Source: Wise Pairings: Best Flowers to Plant with Vegetables – Organic Gardening – MOTHER EARTH NEWS

Softneck Garlic

by Darius Van d’Rhys

Softneck garlics are well adapted to warmer climates. It is softneck garlic that you are likely to find in the grocery store, because softneck garlic stores and travels better than hardneck. The types of softneck garlic you are most likely to encounter are Artichokes (with a sub-group of Turbans) and Silverskins.

Artichoke Garlic
Artichoke garlics (sativums or softnecks) are the most commonly grown commercial garlic because they are easier to grow and produce larger bulbs than most other garlics. They store well and this is what you probably buy at the grocer’s. In fact, most people aren’t even aware that there is more than one kind of garlic.

Artichoke garlics are generally very large, and have a wide range of flavors with some like Simoneti and Red Toch being very mild and pleasant and others such as Inchelium Red and Susanville, have greater depth of flavor. Purple Cauldron (in the sub-group Asiatics, now considered a hardneck garlic) is much stronger and sticks around for a while. Chinese Purple (another hardneck Asiatic) is instantly hot!

The Turban sub-group of artichoke garlics tend to be the most colorful artichokes and have fewer cloves per bulb than the others. The turbans also harvest earlier and store less long than the other artichokes and a good bit stronger in taste as well. (I didn’t find much information on the turban garlics, sorry.)

Some Artichoke Garlic Varieties
Kettle River Giant’, giant bulbs, 10-15 cloves/bulb, early harvest, medium, stores 6-7 months.
Inchelium Red’ Harvests mid-season – stores 6-7 months. Grows very well in warm winter areas. In 1990 Rodale Kitchens, part of the parent organization of Organic Gardening magazine, sponsored a garlic tasting contest. Inchelium Red won. It usually has anywhere from 12 to 20 cloves and is large enough that even the interior cloves are generally of good size. Bulbs are usually over 2 and a half inches in diameter and will weigh several ounces each.
Red Toch’ Harvests early in season – stores 6-7 months. Semi-rich but very mellow. Grows very well in warm winter areas. It is not quite as mild as Chet’s and not quite as strong as Inchelium Red. Red Toch averages fairly large bulbs that are a little larger than Chet’s but not as large as Simoneti or Inchelium Red.
California Early’ Harvests Mid-late season – stores 6-7 months. This one of the two Gilroy cultivars is the one you’re least likely to find in the local supermarkets because it is processed into dried and pickled and otherwise processed garlic products. California Early is a little bigger and sweeter than California Late, which is definitely on the hot side. Cal Early is an excellent all- around general use garlic and a wonderful baker.
Applegate’ is a mild and mellow artichoke garlic and is a good garlic to grow in warm winter areas.
Early Red Italian’ Harvests early in season – stores 6-7 months. It has a semi-rich flavor and a little bite, but is still on the light side.
Lorz Italian’ An Heirloom Garlic. Excellent strong garlic for warm winter gardeners. Harvests mid season – stores 6-8 months.
Thermadrone from France, Harvests in early-mid season – stores 6-7 months.
Simoneti‘ Harvests in mid-season – stores about 6 months.

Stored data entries
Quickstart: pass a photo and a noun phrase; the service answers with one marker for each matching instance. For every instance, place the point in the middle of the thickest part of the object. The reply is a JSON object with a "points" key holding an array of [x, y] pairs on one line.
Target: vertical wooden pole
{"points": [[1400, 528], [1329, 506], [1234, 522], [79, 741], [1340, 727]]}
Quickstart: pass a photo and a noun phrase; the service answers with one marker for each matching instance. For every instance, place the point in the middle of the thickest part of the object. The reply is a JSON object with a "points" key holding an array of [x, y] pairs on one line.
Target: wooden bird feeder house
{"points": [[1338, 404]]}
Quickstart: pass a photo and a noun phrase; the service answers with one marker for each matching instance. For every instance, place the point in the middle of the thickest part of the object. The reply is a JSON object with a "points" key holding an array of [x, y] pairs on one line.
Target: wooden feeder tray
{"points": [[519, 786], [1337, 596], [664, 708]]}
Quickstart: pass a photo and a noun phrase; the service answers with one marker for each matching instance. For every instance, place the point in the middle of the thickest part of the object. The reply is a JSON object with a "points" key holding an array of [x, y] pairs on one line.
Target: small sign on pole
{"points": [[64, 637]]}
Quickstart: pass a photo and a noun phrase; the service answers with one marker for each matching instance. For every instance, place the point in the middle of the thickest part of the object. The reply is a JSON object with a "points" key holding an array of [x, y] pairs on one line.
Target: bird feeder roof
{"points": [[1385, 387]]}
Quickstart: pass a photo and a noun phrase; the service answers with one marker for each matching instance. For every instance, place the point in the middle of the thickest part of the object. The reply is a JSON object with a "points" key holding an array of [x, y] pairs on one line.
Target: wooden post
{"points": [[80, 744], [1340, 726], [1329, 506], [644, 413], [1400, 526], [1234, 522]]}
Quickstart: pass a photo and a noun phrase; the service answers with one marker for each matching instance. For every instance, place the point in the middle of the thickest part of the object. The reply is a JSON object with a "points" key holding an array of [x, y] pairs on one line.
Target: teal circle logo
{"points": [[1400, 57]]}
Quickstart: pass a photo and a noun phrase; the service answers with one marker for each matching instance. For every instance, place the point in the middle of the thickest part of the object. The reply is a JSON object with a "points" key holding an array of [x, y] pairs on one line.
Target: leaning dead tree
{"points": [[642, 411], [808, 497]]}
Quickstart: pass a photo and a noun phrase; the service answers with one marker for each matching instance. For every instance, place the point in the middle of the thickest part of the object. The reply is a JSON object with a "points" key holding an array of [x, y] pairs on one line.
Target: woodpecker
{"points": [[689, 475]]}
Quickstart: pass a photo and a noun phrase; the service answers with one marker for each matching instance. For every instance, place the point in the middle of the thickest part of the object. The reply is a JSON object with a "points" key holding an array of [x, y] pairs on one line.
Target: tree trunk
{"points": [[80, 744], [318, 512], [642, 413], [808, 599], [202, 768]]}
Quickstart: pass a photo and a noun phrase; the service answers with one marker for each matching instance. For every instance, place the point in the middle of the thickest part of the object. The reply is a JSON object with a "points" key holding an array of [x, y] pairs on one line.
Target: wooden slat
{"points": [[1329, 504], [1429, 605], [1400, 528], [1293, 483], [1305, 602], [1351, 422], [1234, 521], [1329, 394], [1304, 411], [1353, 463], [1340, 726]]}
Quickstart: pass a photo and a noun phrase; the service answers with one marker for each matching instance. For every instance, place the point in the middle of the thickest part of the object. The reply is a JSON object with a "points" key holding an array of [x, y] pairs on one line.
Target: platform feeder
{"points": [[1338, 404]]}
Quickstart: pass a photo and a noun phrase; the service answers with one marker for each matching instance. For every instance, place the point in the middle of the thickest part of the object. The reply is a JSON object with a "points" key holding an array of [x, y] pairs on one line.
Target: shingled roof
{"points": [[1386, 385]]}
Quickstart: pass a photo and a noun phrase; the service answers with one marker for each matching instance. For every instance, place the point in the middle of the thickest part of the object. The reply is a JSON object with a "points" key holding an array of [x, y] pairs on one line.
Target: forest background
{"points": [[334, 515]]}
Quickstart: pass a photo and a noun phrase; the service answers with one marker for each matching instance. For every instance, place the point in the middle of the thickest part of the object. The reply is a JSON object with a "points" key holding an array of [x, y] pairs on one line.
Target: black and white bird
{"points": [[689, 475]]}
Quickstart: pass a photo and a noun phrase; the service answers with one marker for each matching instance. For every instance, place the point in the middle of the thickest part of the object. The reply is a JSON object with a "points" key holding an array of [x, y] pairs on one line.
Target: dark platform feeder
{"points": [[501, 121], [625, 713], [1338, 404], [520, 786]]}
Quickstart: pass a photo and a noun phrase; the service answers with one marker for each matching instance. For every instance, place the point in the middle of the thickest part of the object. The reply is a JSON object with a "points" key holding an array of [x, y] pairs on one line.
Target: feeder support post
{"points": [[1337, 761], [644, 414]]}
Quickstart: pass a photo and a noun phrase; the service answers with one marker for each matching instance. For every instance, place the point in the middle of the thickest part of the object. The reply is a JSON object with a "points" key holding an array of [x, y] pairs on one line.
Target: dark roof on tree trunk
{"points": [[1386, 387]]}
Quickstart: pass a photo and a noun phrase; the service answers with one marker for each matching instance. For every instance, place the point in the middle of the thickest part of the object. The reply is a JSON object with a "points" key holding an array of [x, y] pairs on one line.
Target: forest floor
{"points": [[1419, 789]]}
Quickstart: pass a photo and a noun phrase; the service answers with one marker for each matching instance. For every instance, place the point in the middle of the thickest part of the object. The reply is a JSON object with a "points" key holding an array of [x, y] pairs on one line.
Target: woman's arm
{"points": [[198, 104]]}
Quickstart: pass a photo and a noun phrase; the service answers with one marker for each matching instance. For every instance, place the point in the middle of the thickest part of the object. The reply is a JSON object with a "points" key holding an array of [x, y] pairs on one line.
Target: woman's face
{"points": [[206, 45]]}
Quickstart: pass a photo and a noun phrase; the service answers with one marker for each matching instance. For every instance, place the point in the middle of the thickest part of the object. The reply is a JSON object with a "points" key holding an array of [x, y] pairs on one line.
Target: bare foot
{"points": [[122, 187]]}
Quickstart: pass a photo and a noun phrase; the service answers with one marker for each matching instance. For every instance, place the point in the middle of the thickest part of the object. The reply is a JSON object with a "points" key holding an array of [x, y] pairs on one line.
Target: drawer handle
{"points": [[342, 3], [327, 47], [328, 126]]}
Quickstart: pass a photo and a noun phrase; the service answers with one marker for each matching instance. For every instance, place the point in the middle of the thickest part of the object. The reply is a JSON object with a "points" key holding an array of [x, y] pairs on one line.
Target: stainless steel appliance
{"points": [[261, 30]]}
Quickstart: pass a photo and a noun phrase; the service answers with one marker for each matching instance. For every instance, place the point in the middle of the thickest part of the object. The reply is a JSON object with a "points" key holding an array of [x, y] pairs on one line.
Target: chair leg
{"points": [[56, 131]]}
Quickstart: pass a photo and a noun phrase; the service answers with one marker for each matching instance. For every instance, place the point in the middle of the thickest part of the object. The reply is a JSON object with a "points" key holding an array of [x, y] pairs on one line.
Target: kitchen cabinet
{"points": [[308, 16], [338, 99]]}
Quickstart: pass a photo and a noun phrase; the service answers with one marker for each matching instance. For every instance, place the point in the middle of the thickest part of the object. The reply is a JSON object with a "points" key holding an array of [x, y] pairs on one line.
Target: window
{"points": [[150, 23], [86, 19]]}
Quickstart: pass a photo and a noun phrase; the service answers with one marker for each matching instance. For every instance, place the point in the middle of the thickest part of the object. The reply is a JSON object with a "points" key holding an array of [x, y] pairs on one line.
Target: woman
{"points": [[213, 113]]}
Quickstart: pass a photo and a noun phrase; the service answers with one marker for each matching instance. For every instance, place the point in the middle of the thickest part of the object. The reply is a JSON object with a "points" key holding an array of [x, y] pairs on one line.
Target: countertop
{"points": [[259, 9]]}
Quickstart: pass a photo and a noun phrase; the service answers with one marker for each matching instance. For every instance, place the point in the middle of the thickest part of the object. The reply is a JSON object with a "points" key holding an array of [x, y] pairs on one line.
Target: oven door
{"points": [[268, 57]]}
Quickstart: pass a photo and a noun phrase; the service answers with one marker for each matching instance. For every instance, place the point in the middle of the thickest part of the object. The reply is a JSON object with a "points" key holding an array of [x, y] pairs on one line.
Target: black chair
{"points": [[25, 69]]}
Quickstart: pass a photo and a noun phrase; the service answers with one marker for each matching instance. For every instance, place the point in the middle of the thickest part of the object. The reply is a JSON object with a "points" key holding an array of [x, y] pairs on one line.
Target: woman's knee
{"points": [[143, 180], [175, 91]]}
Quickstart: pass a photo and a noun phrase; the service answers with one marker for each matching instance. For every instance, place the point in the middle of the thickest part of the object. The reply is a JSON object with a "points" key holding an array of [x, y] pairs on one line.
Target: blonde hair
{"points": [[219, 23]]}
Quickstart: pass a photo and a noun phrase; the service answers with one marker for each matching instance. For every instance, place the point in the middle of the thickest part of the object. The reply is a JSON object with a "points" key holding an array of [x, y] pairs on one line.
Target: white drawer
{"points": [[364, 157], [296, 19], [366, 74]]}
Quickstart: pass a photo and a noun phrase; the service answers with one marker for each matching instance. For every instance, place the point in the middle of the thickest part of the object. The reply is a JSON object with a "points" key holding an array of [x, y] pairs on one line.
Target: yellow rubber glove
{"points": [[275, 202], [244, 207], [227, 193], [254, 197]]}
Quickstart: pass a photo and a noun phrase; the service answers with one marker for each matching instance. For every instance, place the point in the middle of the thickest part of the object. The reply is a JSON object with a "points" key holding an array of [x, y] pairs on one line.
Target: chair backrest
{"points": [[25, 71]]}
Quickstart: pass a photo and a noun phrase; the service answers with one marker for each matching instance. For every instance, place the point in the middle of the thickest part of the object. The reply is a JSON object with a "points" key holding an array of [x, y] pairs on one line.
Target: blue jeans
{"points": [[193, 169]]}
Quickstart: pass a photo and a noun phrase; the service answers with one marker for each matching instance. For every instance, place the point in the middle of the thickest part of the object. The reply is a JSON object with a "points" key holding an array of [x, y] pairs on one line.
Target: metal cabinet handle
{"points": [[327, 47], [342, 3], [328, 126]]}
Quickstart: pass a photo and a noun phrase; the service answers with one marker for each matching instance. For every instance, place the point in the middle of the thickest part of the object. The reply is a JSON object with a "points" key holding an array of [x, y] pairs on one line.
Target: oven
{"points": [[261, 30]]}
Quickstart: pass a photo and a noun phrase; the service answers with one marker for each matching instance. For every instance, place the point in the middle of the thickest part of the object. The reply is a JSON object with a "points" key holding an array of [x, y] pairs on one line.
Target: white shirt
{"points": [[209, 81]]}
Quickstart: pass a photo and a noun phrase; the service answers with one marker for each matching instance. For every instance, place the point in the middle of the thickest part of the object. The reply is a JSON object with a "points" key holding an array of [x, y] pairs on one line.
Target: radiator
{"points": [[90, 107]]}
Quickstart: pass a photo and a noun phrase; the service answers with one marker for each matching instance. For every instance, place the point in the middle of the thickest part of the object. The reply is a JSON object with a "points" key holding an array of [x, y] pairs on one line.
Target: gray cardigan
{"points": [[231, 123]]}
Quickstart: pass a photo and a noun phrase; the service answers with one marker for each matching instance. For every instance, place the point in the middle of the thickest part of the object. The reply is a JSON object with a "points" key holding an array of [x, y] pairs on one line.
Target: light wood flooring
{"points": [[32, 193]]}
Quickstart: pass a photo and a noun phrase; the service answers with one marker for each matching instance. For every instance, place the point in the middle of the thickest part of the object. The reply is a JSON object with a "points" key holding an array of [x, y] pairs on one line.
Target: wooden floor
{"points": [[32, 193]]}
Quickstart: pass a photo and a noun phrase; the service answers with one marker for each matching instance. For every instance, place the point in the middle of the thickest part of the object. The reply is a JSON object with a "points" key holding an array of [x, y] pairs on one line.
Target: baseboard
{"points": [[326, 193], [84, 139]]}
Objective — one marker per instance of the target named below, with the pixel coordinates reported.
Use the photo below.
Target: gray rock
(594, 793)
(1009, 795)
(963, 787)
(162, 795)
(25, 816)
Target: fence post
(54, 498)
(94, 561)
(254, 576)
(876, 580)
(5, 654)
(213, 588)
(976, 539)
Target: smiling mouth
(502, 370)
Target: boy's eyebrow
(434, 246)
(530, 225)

- Complete the following
a. In the softneck garlic text, which variety won the 1990 garlic tasting contest sponsored by Rodale Kitchens?
b. Write a continuation of the softneck garlic text, starting after its final line about Simoneti.

- Expected results
a. Inchelium Red

b.
California Late’ Harvests Mid-late season – stores 6-7 months. One of the two cultivars you’re most likely to find in the local supermarkets, along with California Early. California Late is a little on the hot side and has more color. it is a prolific grower and a good commercial garlic
Siciliano Harvests mid season – stores about 6 months. Rich flavor, zesty medium pungency. Its richness makes it excellent for raw eating as in pesto or salsa.

Some Turban Artichoke Varieties
Chinese Purple’ Harvests VERY early in season – stores 5-6 months. Very strong garlic taste with a fierce heat.
Shantang Purple’ – Limited supply, Hot, 6-8 cloves/bulb, good for many climates.
Maiskij’ – This Turban garlic originated in Turkmenistan, one of those small, mountainous Islamic republics near Chechnia. The taste is medium strong, leaning toward being bold, but not overpowering.
Silverwhite’, almost mellow taste for 15 to 20 seconds before you experience an intense heat that lasts for about 30 to 45 seconds. Good to Fair for Warm Winter Areas, Harvests late season – stores 8-10 months.

Silverskin Garlic
Silverskins have silvery, white skins and are composed of many small cloves. They also have a nice sturdy neck that is easily braided. The flavor of Silverskins is usually stronger than Artichokes. ‘Nootka Rose‘ and ‘Rose du var‘ are both full-bodied Silverskins.

Silverskin garlics are in a class by themselves. They are the last garlics to mature and they store the longest. They also have a great range of taste, pungency, and size as well as time of maturity. No other garlics braid better than Silverskins and they will grow well in most of the USA.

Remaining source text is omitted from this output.